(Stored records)
________________________
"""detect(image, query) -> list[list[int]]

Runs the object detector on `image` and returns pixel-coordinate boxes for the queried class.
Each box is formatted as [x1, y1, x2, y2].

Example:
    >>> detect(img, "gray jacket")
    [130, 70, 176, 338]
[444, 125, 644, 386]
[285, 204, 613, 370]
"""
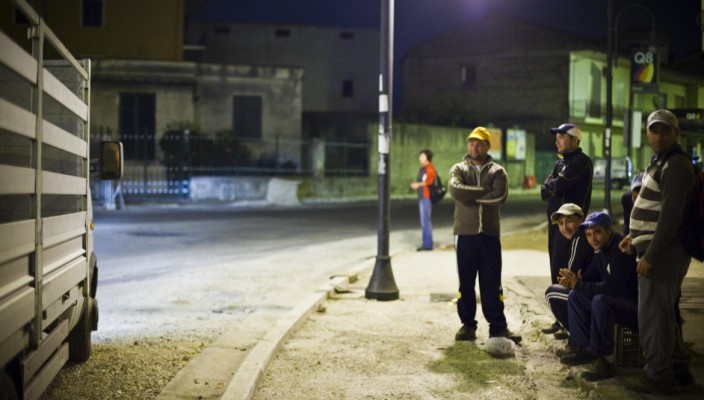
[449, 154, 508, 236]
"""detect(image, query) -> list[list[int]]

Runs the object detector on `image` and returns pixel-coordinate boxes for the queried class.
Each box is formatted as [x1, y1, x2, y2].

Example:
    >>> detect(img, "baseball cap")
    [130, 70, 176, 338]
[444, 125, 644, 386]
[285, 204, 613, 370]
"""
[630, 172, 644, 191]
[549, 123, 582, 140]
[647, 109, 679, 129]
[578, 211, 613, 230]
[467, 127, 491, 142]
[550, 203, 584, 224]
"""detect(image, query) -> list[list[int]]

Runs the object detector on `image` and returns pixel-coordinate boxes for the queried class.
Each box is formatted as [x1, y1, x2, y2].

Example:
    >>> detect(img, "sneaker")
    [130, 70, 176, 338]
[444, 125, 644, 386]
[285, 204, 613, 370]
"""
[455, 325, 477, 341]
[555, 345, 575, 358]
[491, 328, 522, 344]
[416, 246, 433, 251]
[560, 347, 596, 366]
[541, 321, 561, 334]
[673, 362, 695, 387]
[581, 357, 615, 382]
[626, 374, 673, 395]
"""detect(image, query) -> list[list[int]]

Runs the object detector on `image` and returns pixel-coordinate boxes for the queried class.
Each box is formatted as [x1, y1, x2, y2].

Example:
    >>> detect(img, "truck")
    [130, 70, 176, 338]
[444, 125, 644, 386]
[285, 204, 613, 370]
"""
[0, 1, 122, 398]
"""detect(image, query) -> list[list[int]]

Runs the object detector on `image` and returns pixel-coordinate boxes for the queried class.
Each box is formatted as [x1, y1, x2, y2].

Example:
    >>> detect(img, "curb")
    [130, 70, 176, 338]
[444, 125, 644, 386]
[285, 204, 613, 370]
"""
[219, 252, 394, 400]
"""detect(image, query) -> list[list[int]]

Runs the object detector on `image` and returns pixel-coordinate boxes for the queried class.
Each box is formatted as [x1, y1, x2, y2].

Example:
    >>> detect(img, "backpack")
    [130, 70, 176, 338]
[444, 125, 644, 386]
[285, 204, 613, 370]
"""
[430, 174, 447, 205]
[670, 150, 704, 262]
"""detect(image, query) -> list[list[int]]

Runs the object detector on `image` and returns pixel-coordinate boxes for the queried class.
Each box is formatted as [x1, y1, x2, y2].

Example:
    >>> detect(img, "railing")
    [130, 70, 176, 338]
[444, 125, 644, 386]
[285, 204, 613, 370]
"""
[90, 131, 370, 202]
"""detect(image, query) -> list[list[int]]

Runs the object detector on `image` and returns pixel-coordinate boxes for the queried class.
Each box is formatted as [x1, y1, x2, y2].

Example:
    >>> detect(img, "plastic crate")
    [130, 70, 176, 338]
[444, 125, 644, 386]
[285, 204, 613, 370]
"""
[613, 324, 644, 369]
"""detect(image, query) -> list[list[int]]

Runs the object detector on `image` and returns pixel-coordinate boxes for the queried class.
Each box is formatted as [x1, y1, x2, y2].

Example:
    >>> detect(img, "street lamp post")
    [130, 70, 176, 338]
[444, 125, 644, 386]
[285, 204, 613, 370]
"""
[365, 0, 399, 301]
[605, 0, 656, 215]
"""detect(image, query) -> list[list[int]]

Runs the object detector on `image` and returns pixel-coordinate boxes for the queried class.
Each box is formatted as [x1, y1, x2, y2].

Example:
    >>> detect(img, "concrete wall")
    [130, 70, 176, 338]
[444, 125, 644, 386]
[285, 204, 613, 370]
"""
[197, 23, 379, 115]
________________________
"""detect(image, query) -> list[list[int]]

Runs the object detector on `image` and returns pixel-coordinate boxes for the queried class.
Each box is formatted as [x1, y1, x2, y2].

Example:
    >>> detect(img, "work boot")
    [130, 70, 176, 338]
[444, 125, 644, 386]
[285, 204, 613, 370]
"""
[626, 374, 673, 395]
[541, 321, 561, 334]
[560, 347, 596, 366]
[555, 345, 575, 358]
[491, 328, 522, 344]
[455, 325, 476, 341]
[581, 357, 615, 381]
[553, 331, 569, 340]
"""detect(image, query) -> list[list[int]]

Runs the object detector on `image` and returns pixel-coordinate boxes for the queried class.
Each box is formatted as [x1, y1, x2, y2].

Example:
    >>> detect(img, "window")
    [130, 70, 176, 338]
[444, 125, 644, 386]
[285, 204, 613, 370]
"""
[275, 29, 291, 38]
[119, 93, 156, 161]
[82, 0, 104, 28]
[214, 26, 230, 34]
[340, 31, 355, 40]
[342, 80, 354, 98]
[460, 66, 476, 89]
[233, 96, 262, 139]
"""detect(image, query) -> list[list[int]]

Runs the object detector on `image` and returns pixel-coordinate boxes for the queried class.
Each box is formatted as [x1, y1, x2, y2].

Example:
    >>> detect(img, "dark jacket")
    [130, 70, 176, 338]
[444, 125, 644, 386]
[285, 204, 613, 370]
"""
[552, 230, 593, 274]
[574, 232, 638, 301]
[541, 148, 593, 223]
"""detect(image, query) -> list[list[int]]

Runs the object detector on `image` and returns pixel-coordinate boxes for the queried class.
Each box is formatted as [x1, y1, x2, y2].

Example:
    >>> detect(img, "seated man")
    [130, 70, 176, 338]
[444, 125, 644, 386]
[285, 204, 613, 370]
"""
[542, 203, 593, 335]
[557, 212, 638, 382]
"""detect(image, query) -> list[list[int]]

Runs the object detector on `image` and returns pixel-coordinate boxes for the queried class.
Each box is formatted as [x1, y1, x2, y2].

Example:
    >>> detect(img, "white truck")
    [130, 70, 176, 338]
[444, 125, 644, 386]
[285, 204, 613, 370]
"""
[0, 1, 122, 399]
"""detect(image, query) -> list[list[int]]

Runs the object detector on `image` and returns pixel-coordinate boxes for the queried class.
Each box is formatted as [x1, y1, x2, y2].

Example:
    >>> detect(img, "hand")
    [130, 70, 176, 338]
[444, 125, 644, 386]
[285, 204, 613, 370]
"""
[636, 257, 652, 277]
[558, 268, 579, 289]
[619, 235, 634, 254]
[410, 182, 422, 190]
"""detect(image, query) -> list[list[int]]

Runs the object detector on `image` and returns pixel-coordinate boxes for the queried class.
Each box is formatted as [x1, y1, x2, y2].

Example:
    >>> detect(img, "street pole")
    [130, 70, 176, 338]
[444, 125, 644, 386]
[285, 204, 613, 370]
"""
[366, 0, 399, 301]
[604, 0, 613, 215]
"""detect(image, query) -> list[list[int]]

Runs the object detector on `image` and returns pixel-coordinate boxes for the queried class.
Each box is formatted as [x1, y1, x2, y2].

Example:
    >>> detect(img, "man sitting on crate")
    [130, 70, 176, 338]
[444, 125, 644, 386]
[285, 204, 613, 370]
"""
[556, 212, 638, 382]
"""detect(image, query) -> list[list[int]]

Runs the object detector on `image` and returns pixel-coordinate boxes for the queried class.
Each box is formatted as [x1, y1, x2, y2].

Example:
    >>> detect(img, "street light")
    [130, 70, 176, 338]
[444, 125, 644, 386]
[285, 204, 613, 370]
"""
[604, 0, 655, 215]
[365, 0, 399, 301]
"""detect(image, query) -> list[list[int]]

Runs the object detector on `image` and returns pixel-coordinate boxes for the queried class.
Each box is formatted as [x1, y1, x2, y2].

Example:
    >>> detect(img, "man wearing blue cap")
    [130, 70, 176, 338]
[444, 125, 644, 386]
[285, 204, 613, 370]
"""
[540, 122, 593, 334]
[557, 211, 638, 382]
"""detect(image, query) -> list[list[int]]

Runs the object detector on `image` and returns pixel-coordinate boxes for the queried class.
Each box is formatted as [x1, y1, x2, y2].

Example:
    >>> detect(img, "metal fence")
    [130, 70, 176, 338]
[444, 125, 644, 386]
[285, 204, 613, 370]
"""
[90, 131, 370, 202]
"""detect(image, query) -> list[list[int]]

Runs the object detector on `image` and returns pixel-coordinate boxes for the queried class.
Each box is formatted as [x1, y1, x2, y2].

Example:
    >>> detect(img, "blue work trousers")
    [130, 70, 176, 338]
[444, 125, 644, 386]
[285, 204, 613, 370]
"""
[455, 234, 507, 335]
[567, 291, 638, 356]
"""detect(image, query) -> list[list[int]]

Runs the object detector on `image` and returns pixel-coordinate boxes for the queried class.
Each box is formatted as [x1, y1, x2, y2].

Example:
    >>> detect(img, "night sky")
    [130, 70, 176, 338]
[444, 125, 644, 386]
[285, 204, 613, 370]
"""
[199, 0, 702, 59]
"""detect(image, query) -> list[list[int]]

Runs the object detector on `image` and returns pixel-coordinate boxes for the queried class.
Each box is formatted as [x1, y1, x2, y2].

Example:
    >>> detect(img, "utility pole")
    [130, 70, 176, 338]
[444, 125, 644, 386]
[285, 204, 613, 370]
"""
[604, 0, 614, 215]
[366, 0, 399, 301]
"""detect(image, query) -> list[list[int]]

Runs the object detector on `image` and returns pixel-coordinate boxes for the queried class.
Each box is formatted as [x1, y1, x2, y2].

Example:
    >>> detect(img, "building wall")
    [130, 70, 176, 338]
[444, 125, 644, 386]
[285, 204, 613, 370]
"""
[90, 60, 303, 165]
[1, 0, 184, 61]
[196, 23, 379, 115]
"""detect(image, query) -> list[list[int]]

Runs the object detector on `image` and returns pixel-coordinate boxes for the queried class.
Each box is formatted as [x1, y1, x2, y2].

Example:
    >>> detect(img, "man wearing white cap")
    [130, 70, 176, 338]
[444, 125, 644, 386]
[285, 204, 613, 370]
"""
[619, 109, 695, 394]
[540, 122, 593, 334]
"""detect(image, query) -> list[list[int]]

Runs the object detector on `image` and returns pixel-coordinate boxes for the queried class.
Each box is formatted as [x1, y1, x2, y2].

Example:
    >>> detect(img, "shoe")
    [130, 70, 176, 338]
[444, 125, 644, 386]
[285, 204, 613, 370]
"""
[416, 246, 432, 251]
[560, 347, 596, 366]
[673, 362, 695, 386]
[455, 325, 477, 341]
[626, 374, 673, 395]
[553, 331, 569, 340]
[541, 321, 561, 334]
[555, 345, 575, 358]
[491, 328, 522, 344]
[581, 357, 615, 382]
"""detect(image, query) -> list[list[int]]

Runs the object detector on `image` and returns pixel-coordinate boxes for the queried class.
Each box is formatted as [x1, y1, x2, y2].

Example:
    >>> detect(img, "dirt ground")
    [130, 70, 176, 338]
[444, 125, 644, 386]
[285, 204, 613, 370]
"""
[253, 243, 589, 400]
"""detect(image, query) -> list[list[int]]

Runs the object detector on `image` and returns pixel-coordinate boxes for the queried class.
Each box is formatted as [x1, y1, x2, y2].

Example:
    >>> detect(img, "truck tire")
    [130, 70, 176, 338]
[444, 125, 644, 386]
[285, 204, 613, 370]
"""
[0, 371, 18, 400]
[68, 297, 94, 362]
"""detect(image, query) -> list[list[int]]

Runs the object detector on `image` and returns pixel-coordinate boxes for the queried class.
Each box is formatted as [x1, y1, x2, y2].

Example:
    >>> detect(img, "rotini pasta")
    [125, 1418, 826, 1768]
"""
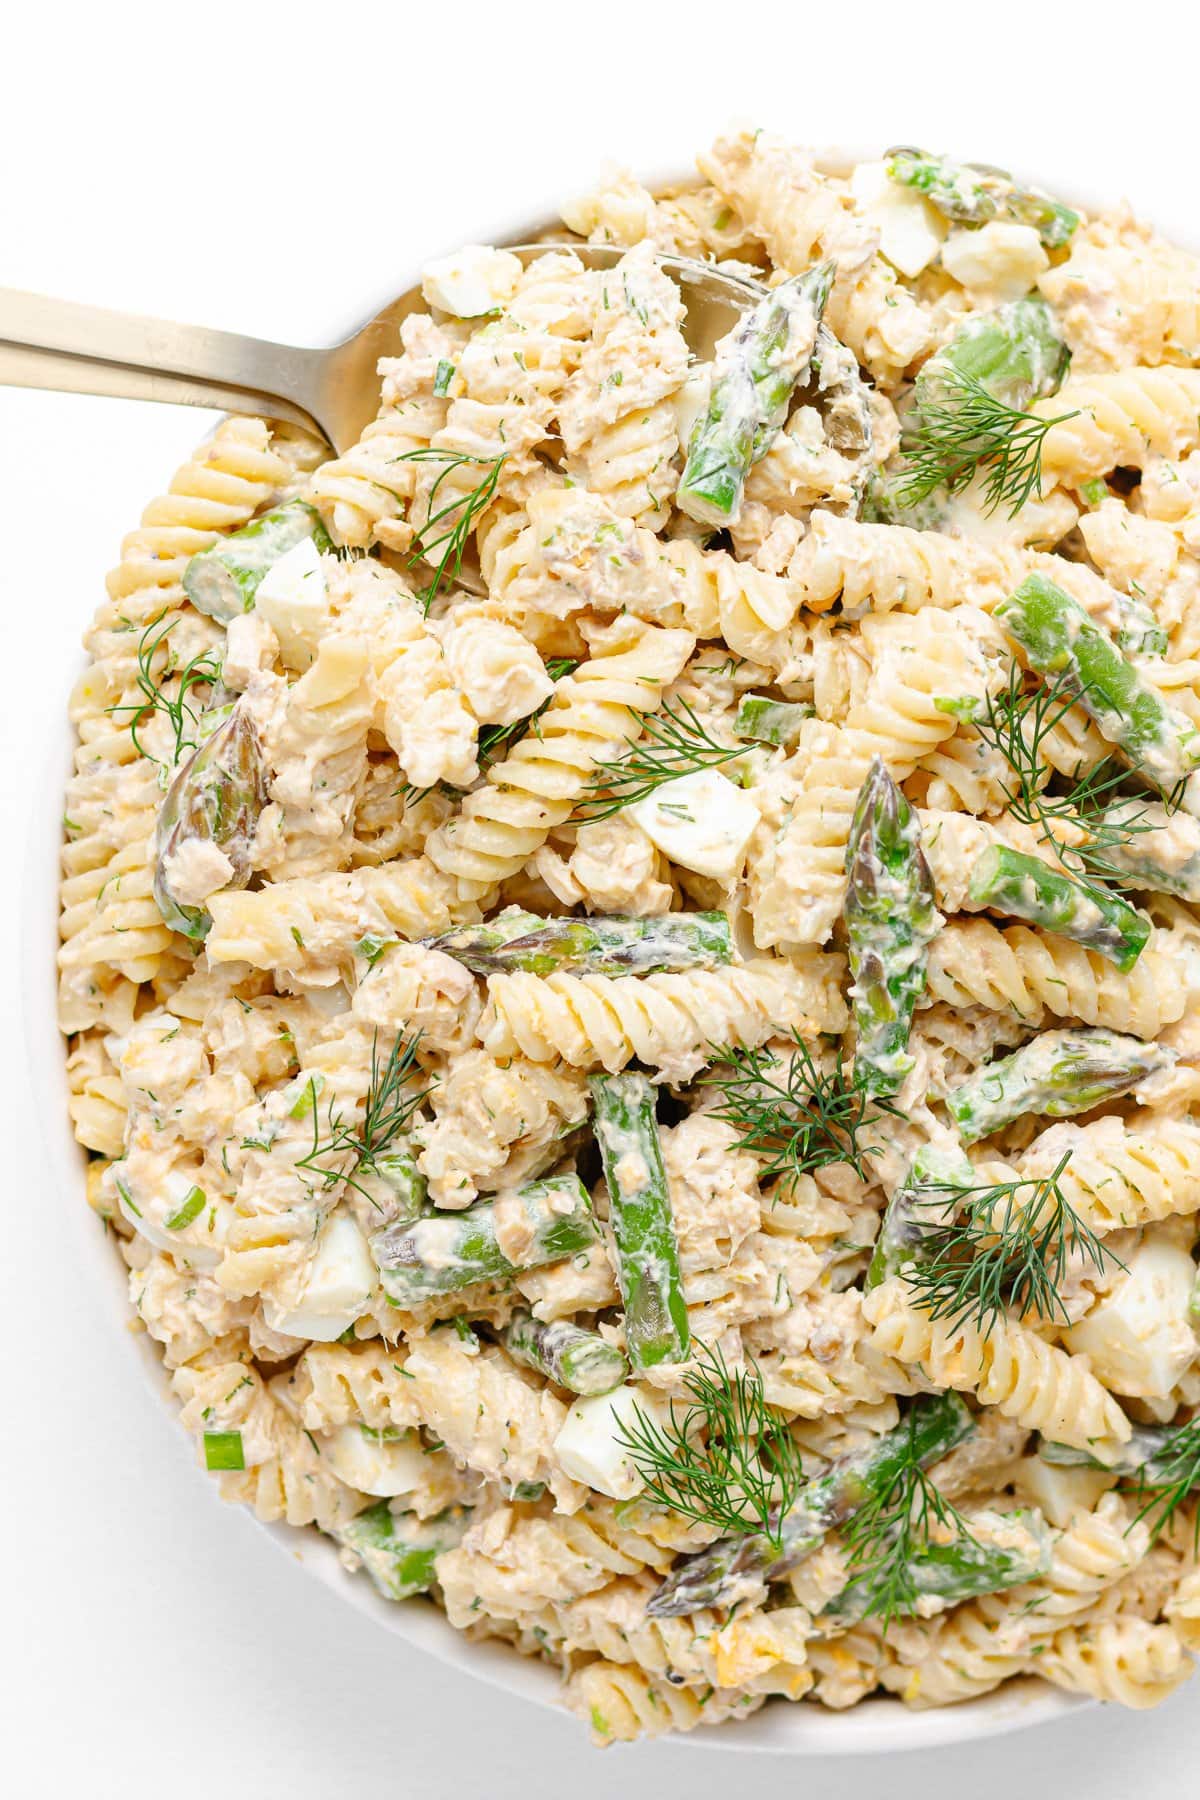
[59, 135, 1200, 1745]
________________________
WHAT YOU ARE ASKED TO DO:
Scan the entries above for the word "crate", then copy every line in which it occurs.

EXERCISE SOLUTION:
    >>> detect(img, "plastic crate")
    >>> detect(img, "man sitting on crate")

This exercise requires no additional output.